The answer must be every line from the entries below that includes "rough".

**RECORD EXCERPTS**.
============

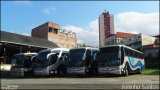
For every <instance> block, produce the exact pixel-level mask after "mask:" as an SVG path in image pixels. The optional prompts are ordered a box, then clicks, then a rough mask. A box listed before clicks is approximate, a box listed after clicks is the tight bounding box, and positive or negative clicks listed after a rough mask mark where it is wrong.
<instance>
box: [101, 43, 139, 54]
mask: <svg viewBox="0 0 160 90" xmlns="http://www.w3.org/2000/svg"><path fill="white" fill-rule="evenodd" d="M115 46H119V47H125V48H128V49H131V50H133V51H136V52H139V53H142V52H140V51H138V50H135V49H133V48H131V47H129V46H126V45H121V44H119V45H108V46H105V47H115ZM105 47H101V48H105Z"/></svg>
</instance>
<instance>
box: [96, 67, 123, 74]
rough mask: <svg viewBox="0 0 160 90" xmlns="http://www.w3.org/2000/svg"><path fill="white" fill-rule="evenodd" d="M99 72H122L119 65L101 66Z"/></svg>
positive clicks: (98, 69) (98, 68) (103, 73)
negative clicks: (111, 65) (106, 66)
mask: <svg viewBox="0 0 160 90" xmlns="http://www.w3.org/2000/svg"><path fill="white" fill-rule="evenodd" d="M98 73H99V74H121V69H120V68H119V67H99V68H98Z"/></svg>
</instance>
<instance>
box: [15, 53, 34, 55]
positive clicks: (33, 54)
mask: <svg viewBox="0 0 160 90" xmlns="http://www.w3.org/2000/svg"><path fill="white" fill-rule="evenodd" d="M15 55H37V53H18V54H15Z"/></svg>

============

**THE COMPLETED TASK**.
For every <instance> block, produce the exact pixel-level mask after "mask:" as an SVG path in image pixels. The optional prompts are ordered a box, then clicks, then a rough mask. A box listed before clicks is approximate, a box listed after clicks is the tight bounding box, and positive or negative clicks listed after a rough mask mark where it is wrong.
rough mask: <svg viewBox="0 0 160 90" xmlns="http://www.w3.org/2000/svg"><path fill="white" fill-rule="evenodd" d="M99 72H122L119 65L101 66Z"/></svg>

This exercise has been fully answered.